[Point annotation dataset listing]
====
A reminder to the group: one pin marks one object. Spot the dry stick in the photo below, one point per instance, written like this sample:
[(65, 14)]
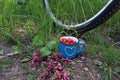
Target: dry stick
[(7, 55)]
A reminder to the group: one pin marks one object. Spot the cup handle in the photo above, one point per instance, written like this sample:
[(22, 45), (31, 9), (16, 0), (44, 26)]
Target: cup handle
[(81, 48)]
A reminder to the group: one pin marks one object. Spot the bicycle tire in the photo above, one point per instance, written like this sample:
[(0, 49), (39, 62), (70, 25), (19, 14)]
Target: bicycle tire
[(102, 16)]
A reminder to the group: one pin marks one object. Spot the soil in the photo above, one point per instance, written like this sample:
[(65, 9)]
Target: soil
[(81, 68)]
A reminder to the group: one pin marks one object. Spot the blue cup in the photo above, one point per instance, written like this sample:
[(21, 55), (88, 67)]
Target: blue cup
[(71, 50)]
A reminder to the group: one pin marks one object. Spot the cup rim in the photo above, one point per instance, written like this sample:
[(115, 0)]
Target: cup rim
[(70, 37)]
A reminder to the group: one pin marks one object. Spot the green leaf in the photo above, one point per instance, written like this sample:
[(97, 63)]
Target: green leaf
[(4, 64), (51, 44), (117, 69), (25, 60), (1, 52), (45, 51)]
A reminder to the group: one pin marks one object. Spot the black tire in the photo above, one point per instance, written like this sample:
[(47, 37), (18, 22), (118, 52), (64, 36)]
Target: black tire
[(108, 11)]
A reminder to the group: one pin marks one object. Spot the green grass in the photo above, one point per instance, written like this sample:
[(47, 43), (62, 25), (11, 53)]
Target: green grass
[(21, 24)]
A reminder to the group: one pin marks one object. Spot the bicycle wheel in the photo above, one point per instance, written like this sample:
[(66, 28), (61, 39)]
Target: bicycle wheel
[(82, 15)]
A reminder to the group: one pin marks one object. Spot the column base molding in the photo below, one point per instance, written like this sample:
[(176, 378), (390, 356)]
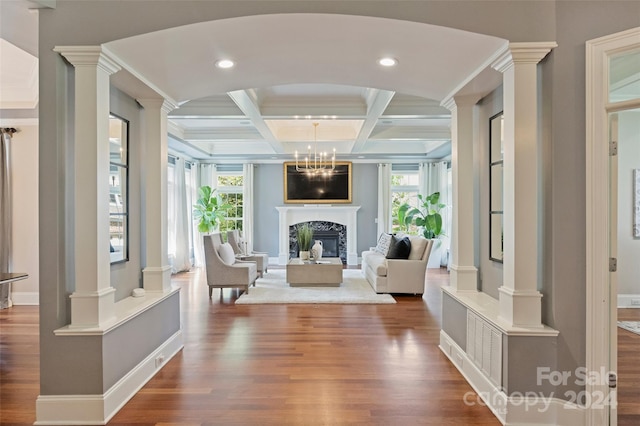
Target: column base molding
[(521, 308), (464, 278), (157, 278), (99, 409), (91, 309)]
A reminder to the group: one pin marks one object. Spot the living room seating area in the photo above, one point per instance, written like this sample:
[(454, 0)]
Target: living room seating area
[(397, 264), (222, 267)]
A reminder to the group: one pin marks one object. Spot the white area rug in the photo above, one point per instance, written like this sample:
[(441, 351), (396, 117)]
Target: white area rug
[(633, 326), (273, 288)]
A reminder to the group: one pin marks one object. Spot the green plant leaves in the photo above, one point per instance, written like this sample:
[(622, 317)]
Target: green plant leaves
[(207, 210), (427, 216)]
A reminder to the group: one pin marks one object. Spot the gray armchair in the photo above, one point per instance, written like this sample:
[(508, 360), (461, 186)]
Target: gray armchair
[(261, 258), (223, 270)]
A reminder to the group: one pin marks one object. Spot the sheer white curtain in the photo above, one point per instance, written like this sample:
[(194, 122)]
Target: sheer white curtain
[(247, 205), (179, 259), (207, 175), (433, 177), (5, 213), (384, 198)]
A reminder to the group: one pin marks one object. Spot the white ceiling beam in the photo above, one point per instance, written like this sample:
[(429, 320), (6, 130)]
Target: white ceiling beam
[(377, 102), (247, 102)]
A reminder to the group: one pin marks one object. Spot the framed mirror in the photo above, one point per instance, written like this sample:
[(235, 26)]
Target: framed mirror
[(118, 189), (496, 213)]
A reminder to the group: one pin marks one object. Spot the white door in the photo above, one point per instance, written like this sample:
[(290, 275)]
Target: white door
[(613, 90)]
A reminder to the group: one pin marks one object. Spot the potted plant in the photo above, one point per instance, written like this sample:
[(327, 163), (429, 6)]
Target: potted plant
[(208, 210), (304, 234), (428, 219)]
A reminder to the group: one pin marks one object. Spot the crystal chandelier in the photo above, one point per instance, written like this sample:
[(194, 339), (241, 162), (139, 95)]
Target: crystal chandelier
[(318, 163)]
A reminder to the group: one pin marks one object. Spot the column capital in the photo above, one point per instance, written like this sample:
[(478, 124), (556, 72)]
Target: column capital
[(523, 53), (80, 56), (165, 105)]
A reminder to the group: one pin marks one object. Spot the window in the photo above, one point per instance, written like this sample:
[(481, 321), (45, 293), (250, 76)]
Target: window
[(496, 243), (230, 192), (118, 189), (404, 189)]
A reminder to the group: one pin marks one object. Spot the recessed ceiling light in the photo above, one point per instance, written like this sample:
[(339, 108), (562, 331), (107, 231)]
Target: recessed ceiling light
[(388, 62), (225, 63)]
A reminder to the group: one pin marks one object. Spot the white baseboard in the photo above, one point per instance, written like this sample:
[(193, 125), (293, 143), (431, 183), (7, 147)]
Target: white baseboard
[(99, 409), (31, 298), (627, 301), (530, 409)]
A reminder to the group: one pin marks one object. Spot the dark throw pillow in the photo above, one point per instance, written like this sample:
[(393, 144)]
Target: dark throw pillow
[(399, 248)]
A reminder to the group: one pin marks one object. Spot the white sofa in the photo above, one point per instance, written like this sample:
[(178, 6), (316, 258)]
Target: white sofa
[(398, 275)]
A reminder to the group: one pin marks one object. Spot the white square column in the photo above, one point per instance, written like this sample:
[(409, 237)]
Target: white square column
[(464, 273), (156, 274), (92, 302), (519, 298)]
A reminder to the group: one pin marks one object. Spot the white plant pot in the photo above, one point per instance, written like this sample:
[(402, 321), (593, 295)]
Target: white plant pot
[(436, 255), (316, 250)]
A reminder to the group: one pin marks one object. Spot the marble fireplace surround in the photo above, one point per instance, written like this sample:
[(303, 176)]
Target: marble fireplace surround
[(344, 215)]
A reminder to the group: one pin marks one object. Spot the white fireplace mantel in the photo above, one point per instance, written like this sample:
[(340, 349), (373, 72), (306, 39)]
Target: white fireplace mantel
[(344, 215)]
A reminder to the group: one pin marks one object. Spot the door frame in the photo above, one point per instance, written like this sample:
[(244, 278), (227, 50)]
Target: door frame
[(599, 312)]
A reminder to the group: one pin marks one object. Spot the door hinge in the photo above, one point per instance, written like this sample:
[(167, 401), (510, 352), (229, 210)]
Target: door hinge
[(613, 380)]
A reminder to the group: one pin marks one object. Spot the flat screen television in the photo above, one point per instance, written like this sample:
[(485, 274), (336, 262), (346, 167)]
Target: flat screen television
[(329, 188)]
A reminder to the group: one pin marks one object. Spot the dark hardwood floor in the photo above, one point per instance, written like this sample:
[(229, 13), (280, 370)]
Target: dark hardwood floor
[(628, 371), (291, 365)]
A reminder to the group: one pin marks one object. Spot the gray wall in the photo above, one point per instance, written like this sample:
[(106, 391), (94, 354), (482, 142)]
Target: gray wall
[(562, 76), (269, 191)]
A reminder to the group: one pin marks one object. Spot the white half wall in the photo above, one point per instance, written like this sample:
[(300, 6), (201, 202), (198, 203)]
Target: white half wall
[(24, 187)]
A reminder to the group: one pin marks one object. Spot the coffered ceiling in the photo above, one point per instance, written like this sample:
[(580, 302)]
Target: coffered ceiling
[(296, 69)]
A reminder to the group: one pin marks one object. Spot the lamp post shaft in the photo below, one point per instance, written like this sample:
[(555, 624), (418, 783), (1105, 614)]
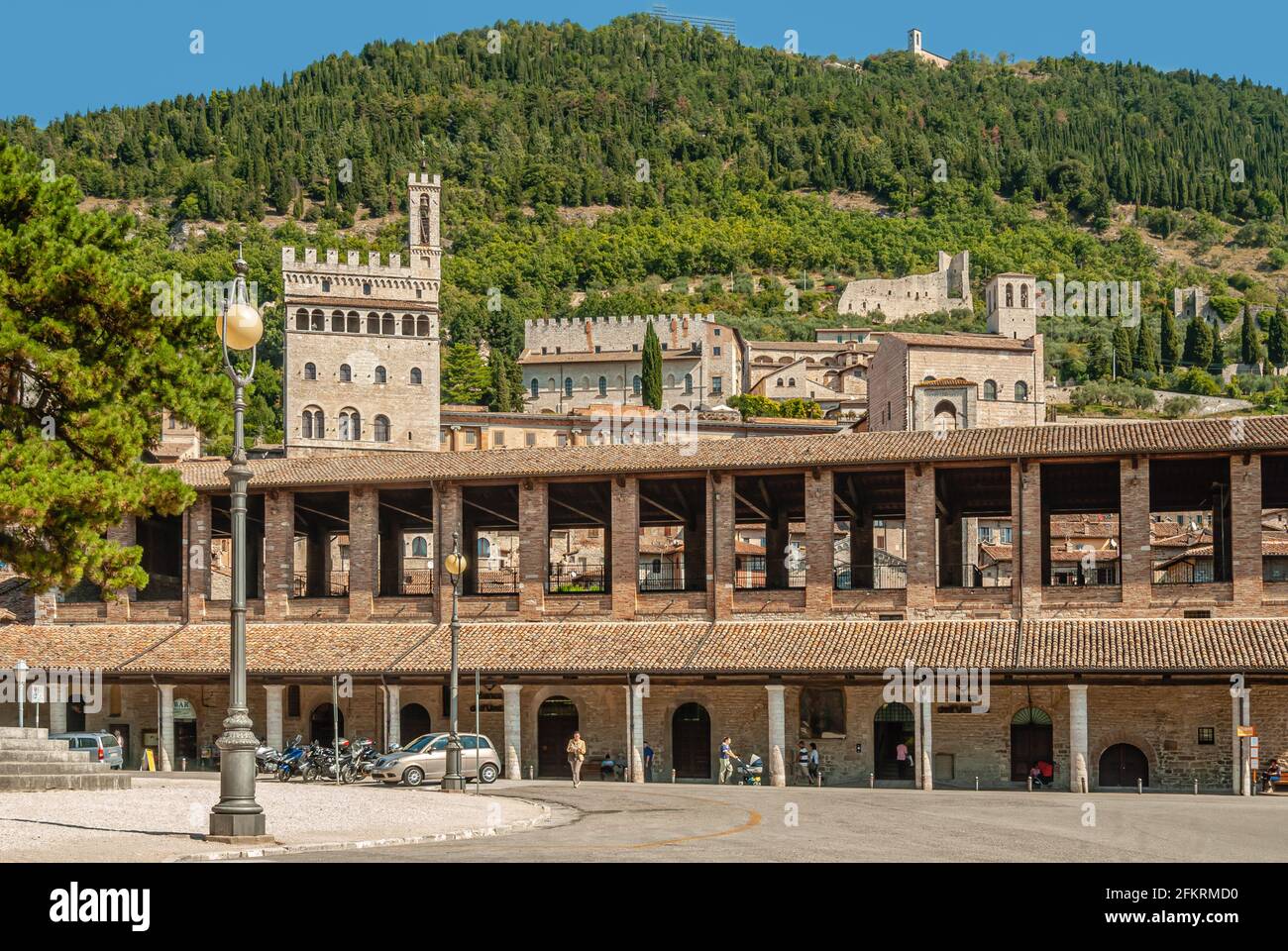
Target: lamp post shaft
[(237, 814)]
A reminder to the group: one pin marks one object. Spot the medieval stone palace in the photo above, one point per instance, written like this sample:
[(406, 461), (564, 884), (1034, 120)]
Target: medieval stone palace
[(1106, 663)]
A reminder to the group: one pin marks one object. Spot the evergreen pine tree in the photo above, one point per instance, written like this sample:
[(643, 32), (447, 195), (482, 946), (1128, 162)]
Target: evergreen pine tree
[(651, 370)]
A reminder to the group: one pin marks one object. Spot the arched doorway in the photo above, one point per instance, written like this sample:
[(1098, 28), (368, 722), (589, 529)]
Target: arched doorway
[(1030, 741), (321, 726), (890, 727), (412, 722), (691, 742), (1122, 765), (557, 722)]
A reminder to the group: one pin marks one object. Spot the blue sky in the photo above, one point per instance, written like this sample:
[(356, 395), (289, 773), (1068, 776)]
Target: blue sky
[(85, 54)]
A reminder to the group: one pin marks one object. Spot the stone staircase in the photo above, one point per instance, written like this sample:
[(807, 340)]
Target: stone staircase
[(31, 761)]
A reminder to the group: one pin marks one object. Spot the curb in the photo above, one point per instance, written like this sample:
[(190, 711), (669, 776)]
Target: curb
[(516, 826)]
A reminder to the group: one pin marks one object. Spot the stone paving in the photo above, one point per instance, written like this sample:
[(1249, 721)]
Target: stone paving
[(161, 818), (614, 822)]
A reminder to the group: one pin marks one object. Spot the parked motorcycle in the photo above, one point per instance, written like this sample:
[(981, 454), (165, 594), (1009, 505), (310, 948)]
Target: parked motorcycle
[(292, 761)]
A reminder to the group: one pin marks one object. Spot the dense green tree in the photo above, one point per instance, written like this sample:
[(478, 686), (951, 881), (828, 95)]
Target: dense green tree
[(86, 367), (465, 376), (1276, 338), (651, 370)]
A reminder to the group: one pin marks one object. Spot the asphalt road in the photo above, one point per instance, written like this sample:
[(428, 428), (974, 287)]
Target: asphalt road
[(623, 822)]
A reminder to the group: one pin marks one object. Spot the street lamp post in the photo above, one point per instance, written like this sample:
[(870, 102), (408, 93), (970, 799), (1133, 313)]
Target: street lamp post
[(237, 814), (455, 565)]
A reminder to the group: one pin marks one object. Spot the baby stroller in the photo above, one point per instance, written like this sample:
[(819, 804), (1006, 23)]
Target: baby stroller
[(748, 771)]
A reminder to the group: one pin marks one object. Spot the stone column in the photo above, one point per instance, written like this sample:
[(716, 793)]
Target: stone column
[(278, 555), (919, 541), (166, 750), (513, 731), (722, 547), (1078, 737), (273, 714), (926, 750), (533, 549), (1136, 562), (197, 560), (393, 714), (777, 731), (1245, 745), (636, 761), (1245, 521), (119, 608), (819, 544), (626, 545), (364, 551), (1026, 512)]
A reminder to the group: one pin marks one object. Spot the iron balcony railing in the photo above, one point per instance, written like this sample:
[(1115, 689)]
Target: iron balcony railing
[(870, 578), (587, 578)]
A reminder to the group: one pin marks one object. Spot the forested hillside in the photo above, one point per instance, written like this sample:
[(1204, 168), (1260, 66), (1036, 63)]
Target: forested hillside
====
Do this:
Please rewrite the stretch of the listing from the line containing "the white area" through the line containing "[(261, 258), (223, 270)]", reproducing every line. Leave the requests and their sample points unchanged, but multiply each answer coordinate by 1.75 and round it to a whole number, with halves rounded up.

Task response:
A reminder to the group: one pin marks one object. Spot the white area rug in the photo above, one point per instance, written like this sample:
[(441, 351), (396, 117)]
Target: white area rug
[(1108, 571), (478, 504)]
A reminder to the group: one pin marks one object. Spot the green plant leaves in the photo above, one point per instance, written like this sample:
[(622, 317)]
Target: green plant leaves
[(362, 368), (747, 378)]
A reminder to the group: one pin marks one object. Spot the gray armchair in the photo above, one point per instance, written like this sample:
[(508, 360), (461, 186)]
Target: gray armchair
[(457, 452), (390, 473)]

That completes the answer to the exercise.